- _What to produce_: Nothing but the data itself, reproduced exactly, is the expected answer.

═════ The records

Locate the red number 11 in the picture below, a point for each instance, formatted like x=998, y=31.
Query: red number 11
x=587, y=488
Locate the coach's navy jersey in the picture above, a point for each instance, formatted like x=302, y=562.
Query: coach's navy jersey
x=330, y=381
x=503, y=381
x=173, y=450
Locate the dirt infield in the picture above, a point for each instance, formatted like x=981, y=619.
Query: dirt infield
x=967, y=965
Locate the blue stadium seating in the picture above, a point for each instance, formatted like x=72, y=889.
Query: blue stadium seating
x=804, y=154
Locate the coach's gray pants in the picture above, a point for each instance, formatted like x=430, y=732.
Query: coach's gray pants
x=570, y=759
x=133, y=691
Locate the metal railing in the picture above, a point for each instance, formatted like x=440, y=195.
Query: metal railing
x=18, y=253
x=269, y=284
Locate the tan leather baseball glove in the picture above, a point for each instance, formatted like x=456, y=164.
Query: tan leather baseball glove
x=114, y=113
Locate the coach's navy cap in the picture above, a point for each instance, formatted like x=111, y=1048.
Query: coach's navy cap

══════════

- _Your response_:
Locate the red number 11 in the picture below, a point for each instance, formatted like x=998, y=31.
Query: red number 11
x=587, y=488
Locate the coach's navy jersey in the picture above, a point for each instance, formatted like x=302, y=562.
Query: coach's navy jersey
x=330, y=381
x=503, y=381
x=173, y=450
Locate the dirt infield in the picture above, a point for each instance, formatted like x=981, y=619.
Query: dirt infield
x=967, y=965
Locate the blue stadium seating in the picture above, a point for each instance, formatted like x=72, y=889.
Query: blue stadium seating
x=804, y=154
Locate the coach's gray pants in the picture above, a point for each instance, formatted like x=430, y=732.
Query: coach's gray pants
x=570, y=759
x=133, y=691
Locate the metal railing in the picture above, a point for each instance, formatted like x=440, y=195.
Query: metal railing
x=18, y=253
x=269, y=284
Locate the tan leather baseball glove in the picture above, a point for each instance, formatted like x=456, y=164.
Query: tan leather baseball glove
x=114, y=113
Locate the coach's navy cap in the picture above, a point for each instance, formatted like x=111, y=1048.
Query: coach's navy cap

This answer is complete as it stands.